→ **INSTRUCTIONS FOR THE TASK**
Starting at the line that has "TARGET = white knit beanie" and ending after the line that has "x=116, y=83", write those item lines out again with the requests included. Scale every answer coordinate by 1.75, rounding to whole numbers with halves going up, and leave the numbers in the requests and their samples as they are.

→ **GIVEN INFORMATION**
***

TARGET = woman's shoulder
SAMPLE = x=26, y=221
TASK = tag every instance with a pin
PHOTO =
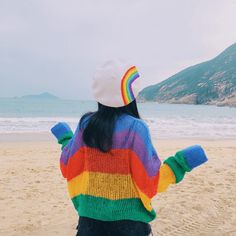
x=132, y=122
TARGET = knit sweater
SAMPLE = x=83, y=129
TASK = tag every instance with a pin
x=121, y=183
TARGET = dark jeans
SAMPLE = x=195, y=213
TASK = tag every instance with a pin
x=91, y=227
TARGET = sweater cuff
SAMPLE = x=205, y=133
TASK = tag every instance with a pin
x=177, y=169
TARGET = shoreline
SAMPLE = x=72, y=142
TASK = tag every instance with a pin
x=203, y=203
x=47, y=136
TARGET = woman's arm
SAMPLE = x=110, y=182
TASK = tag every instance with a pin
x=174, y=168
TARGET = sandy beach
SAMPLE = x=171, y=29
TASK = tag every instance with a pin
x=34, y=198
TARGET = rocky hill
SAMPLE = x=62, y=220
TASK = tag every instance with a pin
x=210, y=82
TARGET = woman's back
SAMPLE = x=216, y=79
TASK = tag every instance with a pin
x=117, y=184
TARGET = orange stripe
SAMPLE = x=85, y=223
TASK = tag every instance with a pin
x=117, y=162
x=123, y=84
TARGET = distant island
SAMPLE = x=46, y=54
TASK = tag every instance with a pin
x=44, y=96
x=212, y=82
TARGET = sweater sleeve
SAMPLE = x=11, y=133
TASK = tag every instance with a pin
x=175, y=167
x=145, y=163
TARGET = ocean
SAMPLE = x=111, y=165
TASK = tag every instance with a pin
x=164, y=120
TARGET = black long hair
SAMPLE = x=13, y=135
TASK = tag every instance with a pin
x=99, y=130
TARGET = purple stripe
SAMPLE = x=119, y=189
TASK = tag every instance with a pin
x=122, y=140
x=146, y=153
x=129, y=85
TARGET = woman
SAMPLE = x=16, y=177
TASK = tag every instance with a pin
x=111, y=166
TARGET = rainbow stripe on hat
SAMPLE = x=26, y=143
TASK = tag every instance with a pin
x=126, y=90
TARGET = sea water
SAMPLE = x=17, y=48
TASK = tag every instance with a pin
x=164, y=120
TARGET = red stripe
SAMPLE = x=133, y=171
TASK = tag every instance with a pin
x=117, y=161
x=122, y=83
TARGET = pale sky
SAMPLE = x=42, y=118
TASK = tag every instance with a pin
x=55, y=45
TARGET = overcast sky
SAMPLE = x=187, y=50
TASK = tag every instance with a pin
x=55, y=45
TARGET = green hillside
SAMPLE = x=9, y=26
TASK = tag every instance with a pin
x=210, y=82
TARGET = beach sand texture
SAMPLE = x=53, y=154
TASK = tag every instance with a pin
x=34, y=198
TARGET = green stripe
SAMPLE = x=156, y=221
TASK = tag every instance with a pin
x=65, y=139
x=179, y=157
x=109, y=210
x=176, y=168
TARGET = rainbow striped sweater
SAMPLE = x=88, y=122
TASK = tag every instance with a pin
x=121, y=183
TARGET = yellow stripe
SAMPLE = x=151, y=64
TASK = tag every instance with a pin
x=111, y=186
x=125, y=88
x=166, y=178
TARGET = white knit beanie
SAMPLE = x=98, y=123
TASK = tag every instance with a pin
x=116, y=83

***

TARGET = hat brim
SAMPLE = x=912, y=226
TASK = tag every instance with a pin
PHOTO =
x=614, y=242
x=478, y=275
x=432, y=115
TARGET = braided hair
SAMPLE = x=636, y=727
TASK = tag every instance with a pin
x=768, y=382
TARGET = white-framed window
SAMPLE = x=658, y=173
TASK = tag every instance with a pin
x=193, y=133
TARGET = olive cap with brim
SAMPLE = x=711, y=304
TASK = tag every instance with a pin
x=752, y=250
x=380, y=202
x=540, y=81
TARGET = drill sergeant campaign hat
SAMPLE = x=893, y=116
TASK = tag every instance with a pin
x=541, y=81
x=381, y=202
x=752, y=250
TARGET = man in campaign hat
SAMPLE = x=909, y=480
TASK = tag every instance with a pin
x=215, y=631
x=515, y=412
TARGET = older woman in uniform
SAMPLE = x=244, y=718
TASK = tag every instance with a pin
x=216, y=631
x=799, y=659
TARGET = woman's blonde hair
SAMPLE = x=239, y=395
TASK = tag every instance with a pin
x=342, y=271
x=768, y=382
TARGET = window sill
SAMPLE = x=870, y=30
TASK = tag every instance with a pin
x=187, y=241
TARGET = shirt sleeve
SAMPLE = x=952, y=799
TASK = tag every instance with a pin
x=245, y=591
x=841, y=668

***

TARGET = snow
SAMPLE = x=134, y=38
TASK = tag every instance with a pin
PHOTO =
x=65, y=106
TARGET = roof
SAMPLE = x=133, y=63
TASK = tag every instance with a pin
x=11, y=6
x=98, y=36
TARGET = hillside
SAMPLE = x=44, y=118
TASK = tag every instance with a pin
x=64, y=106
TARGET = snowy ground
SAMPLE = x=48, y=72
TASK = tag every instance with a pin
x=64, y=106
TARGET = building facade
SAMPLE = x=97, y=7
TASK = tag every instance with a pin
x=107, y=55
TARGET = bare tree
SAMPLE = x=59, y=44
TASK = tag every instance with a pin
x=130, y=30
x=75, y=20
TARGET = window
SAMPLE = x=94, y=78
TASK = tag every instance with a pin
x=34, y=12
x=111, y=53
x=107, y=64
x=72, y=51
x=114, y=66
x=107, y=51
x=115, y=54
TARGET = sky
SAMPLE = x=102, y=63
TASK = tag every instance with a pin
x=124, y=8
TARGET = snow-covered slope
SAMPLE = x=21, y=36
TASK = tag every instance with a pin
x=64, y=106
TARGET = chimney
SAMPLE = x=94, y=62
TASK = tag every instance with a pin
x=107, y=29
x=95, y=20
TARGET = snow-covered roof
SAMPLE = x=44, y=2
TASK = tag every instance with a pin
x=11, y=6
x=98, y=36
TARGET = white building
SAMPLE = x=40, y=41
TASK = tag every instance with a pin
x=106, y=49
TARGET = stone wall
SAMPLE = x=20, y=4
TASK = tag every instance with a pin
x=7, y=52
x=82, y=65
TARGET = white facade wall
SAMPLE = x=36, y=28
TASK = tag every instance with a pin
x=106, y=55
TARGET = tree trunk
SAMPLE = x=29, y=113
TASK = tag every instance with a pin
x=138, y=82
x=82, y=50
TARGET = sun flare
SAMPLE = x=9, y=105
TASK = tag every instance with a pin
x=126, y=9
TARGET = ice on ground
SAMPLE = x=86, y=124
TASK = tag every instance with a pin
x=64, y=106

***

→ **RESULT**
TARGET = white knit beanie
SAMPLE = x=98, y=123
TASK = tag every instance with a pin
x=203, y=145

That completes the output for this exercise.